[ARBEITSAUFTRÄGE]
1) Beantworten Sie anhand des Textes zum gefühlten Alter folgende Fragen:
(a) Wie viele Personen welchen Alters wurden sechs Jahre lang untersucht?
(b) Um wie viele Jahre jünger fühlten sich die Teilnehmer im Durchschnitt?
(c) An welchem Institut sind Anna Kleinspehn-Ammerlahn und Dana Kotter-Grühn tätig?
2) Führen Sie den Text zum gefühlten Alter im Anschluss an seinen letzten Satz weiter.

Gefühl, 13 Jahre jünger zu sein, hält an Dass sich ältere Menschen in der Regel jünger
fühlen, als es ihrem Lebensalter entspricht, konnte bereits in mehreren Studien aufgezeigt werden. Aber verändert
sich die Alterseinschätzung im Laufe der Zeit? Und welche Faktoren können das gefühlte Alter beeinflussen?
Zur Beantwortung dieser Fragen untersuchten die Psychologinnen sechs Jahre lang 516 Berliner Frauen und Männer
im Alter von 70 bis 104 Jahren, die an der Berliner Altersstudie teilnahmen. "Die Teilnehmer unserer Studie
fühlten sich durchschnittlich 13 Jahre jünger als es ihrem Lebensalter entspricht. Das Überraschende
für uns war, dass sich an dieser Einschätzung im Laufe des sechsjährigen Beobachtungszeitraums so
gut wie nichts änderte", erläutert Anna Kleinspehn-Ammerlahn, die die Studie zusammen mit Dana Kotter-Grühn,
beide am Max-Planck-Institut für Bildungsforschung, und Jacqui Smith, Universität Michigan, durchführte.
Die nähere Untersuchung zeigte allerdings Unterschiede zwischen Personen unterschiedlichen Alters: So wurde
beobachtet, dass ältere Studienteilnehmerinnen und Teilnehmer über die Zeit sogar ein vergleichsweise
noch jüngeres gefühltes Alter berichteten als die Jüngeren. Die Veränderung des gefühlten
Alters war aber nicht nur vom Lebensalter, sondern außerdem vom Gesundheitsstatus der Seniorinnen und Senioren
abhängig.

Datensatzauszüge zum Zeigen auf Objekte
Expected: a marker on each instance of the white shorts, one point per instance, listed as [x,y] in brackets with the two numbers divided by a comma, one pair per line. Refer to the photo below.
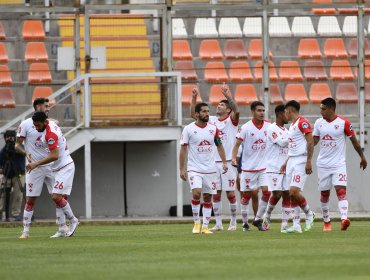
[250,181]
[277,182]
[206,182]
[296,172]
[36,178]
[329,177]
[64,179]
[228,179]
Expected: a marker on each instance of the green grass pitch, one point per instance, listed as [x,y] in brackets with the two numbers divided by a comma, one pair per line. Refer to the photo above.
[171,251]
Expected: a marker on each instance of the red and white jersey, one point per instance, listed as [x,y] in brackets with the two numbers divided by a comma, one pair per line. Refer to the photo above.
[333,141]
[201,147]
[254,145]
[228,128]
[297,140]
[277,147]
[53,137]
[32,140]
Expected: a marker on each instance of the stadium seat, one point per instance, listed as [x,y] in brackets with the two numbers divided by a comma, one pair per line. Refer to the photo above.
[36,52]
[205,27]
[235,49]
[314,70]
[178,28]
[245,94]
[187,70]
[319,92]
[309,48]
[215,95]
[255,49]
[323,11]
[334,48]
[252,27]
[346,93]
[229,27]
[6,98]
[44,92]
[296,92]
[240,72]
[290,71]
[279,27]
[341,70]
[2,32]
[352,48]
[328,26]
[33,30]
[39,73]
[258,71]
[215,72]
[3,53]
[210,50]
[303,27]
[181,50]
[187,94]
[5,77]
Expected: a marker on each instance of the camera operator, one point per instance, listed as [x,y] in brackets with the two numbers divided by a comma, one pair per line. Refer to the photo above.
[12,166]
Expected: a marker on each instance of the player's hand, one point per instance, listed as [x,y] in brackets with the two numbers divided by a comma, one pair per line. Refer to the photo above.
[183,174]
[308,167]
[363,163]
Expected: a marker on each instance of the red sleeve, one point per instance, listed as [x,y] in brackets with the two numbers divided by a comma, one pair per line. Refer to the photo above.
[304,126]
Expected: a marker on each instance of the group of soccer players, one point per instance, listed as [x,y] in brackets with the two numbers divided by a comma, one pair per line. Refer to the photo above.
[273,158]
[41,141]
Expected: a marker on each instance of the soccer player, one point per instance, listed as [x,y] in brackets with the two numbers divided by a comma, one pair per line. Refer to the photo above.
[253,135]
[332,131]
[62,167]
[226,121]
[299,164]
[276,155]
[201,138]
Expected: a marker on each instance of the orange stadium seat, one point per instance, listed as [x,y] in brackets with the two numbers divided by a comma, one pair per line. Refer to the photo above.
[181,50]
[235,49]
[33,30]
[296,92]
[346,93]
[187,94]
[245,94]
[323,11]
[3,53]
[255,49]
[215,72]
[5,77]
[187,70]
[240,72]
[334,48]
[314,71]
[210,50]
[290,71]
[215,95]
[39,73]
[309,48]
[6,98]
[319,92]
[341,70]
[36,52]
[258,71]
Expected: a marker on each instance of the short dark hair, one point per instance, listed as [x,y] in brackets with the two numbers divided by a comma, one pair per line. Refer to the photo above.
[255,104]
[279,109]
[329,102]
[38,101]
[39,116]
[199,106]
[294,104]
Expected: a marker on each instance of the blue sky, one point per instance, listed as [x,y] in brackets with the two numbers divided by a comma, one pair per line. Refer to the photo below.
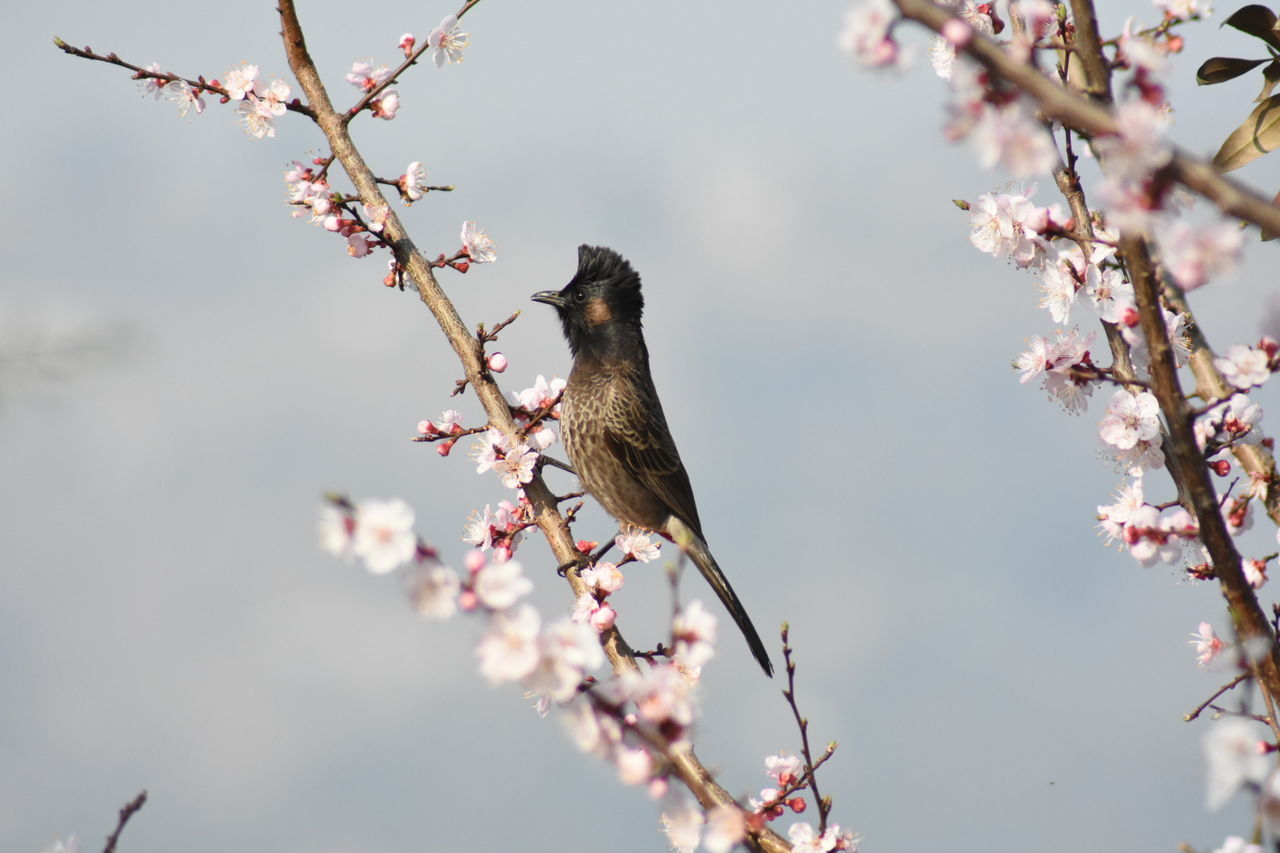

[LÖSUNGEN]
1)
(a) 516 Berliner Frauen und Männer im Alter von 70 bis 104 Jahren
(b) Um 13 Jahre
(c) Am Max-Planck-Institut für Bildungsforschung

2)
Einschätzung des physischen Alters und der Alterszufriedenheit verändert sich über die Zeit Die
Psychologinnen wollten außerdem von den Studienteilnehmern wissen, wie alt sie sich fühlen, wenn Sie
sich im Spiegel betrachten. Fühlten sich die Teilnehmer zu Beginn der Studie beim Blick in den Spiegel noch
10 Jahre jünger, lag die Differenz zum Lebensalter am Ende der Studie nur noch bei 7 Jahren. Allerdings konnte
hier ein deutlicher Geschlechterunterschied beobachtet werden: Frauen fühlten sich im Vergleich vier Jahre
älter als die männlichen Studienteilnehmer. Geschlechtsabhängige Unterschiede wurden auch hinsichtlich
der Zufriedenheit im Alter beobachtet. So gaben die männlichen Teilnehmer zu Beginn der Studie eine höhere
Zufriedenheit mit ihrem Alter an als die weiblichen Studienteilnehmerinnen. Allerdings zeigten die Männer
im Laufe des sechsjährigen Beobachtungszeitraums eine stärkere Abnahme der Zufriedenheit als die Frauen.
Ein geringerer Grad der Zufriedenheit hing jedoch nicht nur mit dem Geschlecht, sondern auch mit dem Alter, dem
Gesundheitszustand und der sozialen Schicht zusammen.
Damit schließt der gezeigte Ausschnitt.